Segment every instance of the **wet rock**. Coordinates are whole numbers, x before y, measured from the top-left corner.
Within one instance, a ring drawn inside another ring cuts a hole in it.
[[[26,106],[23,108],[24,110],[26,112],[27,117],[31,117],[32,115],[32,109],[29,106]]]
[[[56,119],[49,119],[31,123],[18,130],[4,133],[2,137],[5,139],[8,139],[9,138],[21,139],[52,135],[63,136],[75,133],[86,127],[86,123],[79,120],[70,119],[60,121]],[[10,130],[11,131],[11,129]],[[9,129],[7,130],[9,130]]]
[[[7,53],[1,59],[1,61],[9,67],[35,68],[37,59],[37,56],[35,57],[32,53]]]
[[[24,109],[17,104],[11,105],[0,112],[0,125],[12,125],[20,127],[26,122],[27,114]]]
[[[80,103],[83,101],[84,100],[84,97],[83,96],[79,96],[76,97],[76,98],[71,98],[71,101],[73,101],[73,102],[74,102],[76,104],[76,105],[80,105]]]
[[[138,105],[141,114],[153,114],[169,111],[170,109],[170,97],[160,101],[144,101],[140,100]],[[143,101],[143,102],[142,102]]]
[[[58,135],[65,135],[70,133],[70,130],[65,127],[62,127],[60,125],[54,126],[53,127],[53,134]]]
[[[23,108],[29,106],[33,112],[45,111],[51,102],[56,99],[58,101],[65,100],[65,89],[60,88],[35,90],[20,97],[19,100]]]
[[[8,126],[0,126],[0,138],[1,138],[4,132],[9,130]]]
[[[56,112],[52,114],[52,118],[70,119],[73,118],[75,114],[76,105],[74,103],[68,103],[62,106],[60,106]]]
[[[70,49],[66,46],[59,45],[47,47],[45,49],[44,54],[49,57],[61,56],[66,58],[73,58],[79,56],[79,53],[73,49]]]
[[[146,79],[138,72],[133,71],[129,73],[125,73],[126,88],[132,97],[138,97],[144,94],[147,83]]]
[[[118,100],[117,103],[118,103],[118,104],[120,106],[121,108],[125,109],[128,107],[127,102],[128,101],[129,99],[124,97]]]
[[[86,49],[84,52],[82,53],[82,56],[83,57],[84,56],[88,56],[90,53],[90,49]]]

════════════════════

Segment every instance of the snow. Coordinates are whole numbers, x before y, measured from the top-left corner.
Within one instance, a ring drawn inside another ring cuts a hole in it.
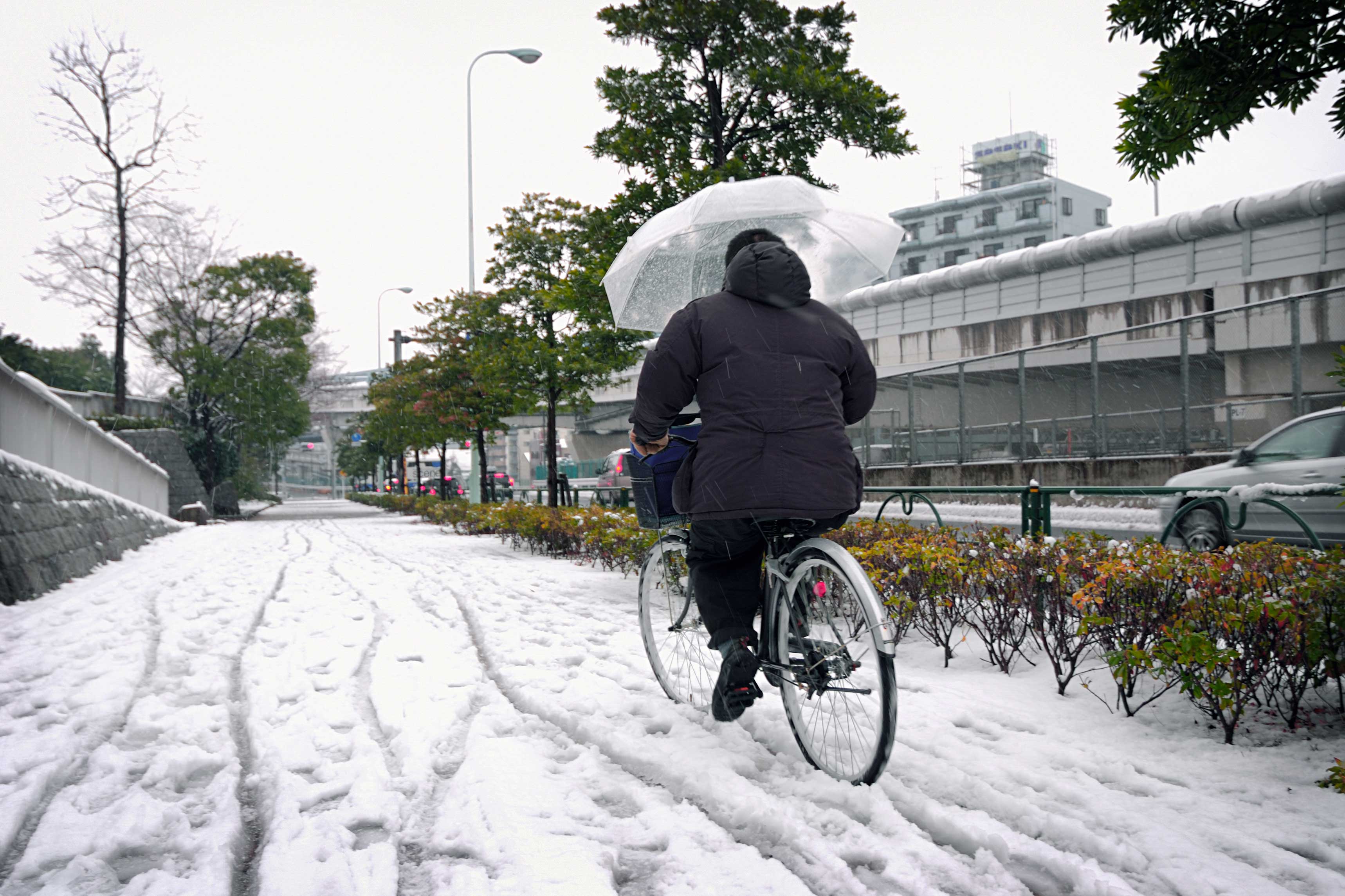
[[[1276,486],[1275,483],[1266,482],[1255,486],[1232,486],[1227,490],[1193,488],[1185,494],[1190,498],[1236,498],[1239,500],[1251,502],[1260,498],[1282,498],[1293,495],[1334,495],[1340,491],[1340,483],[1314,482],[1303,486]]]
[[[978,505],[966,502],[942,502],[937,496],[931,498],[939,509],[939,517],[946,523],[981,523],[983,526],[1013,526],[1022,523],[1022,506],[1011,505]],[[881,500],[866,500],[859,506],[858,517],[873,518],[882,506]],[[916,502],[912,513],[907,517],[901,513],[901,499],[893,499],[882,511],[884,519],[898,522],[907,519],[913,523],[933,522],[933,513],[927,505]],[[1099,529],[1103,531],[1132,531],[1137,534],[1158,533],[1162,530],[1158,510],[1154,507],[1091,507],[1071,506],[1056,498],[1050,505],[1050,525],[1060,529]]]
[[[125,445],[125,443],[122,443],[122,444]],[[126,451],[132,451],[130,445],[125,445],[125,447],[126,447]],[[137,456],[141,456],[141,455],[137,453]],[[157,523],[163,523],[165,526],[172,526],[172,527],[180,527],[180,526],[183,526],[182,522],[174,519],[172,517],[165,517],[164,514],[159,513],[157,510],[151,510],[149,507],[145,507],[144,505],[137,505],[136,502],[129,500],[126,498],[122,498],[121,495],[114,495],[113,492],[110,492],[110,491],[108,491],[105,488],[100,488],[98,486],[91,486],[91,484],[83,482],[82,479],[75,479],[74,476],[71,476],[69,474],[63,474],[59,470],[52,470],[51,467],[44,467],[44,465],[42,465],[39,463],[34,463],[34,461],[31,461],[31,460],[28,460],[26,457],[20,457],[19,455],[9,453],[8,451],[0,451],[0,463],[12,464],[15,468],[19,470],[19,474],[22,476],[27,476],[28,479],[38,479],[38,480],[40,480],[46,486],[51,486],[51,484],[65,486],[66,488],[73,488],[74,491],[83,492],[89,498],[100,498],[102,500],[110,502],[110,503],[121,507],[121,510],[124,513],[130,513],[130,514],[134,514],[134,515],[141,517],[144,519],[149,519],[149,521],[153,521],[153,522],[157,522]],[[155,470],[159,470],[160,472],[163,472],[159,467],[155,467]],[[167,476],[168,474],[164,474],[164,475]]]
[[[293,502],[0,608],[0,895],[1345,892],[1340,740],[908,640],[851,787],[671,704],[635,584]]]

════════════════════

**Instruction**
Tally the lines in the data above that contain the string "instance", matching case exactly. Give only the number.

**Exercise result**
4